* [OBJECTIVE]:
Find the line containing "drop a dot on the utility". Return it and every line after it, unchanged, up to and including the last line.
-- start --
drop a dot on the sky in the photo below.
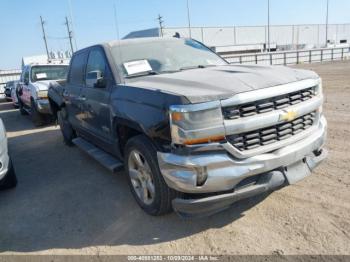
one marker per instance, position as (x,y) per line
(94,20)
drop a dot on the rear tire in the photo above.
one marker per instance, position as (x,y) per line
(159,202)
(37,118)
(10,180)
(67,130)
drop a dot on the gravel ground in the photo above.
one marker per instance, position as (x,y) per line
(66,203)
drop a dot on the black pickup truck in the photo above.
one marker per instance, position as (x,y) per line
(194,133)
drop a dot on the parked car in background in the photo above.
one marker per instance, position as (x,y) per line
(14,95)
(7,172)
(193,132)
(33,87)
(8,87)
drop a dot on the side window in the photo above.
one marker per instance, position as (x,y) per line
(77,69)
(96,67)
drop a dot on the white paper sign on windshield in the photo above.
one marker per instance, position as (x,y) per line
(41,75)
(136,67)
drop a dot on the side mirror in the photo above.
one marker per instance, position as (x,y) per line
(19,89)
(94,79)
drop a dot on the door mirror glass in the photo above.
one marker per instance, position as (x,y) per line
(94,79)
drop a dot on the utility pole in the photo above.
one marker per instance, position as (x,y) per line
(268,26)
(189,19)
(44,36)
(160,19)
(327,23)
(69,35)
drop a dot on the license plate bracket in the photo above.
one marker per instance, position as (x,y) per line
(296,172)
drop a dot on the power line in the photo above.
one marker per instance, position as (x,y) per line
(44,36)
(160,20)
(268,25)
(327,23)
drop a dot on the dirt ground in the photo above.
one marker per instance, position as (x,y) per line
(66,203)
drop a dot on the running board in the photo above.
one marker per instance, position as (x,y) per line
(105,159)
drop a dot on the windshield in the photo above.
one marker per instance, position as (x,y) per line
(156,57)
(40,73)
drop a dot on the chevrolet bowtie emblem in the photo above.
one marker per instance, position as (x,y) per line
(288,116)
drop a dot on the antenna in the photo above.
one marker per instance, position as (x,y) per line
(69,35)
(116,20)
(72,21)
(189,19)
(44,36)
(327,22)
(117,30)
(160,19)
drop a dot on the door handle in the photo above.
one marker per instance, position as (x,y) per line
(82,98)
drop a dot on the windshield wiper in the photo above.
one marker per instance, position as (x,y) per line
(143,74)
(195,67)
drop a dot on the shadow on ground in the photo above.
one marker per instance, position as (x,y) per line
(66,200)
-- end --
* [OUTPUT FOR THIS TASK]:
drop a dot on the utility pole in the photo above.
one marker per instance, position as (x,y) per line
(268,26)
(189,19)
(44,36)
(160,19)
(327,23)
(69,35)
drop a dot on the license plate bracket in the photo above.
one marker per instance, position as (x,y) per line
(296,172)
drop a dot on the power line in the photo above.
one marker per instance, position as (x,y) per line
(44,36)
(160,20)
(268,25)
(327,23)
drop a dot on the dirt ground in the photo above.
one marker per instance, position as (x,y) per line
(66,203)
drop a dot on the running board in the photo above.
one marker per instance, position as (x,y) per line
(105,159)
drop a dot on the windshield in the photo above.
one marker per instance, position as (x,y) per line
(156,57)
(40,73)
drop a dot on the chevrolet bowtie emblem in the photo above.
one marker per instance, position as (x,y) per line
(288,116)
drop a dot on the antenna in the photo above.
one marker per instance, position as (x,y) per line
(69,35)
(116,20)
(72,21)
(189,19)
(44,36)
(327,22)
(117,30)
(160,19)
drop a dot on the door handle in the photo above.
one marker per instance, position as (x,y) per line
(82,98)
drop a dot on the windshield wiper in the photo above.
one marker per instance, position as (x,y) per line
(143,74)
(195,67)
drop a dot on the shadow on ground in the photo above.
one marker per instance, position as (x,y) per line
(66,200)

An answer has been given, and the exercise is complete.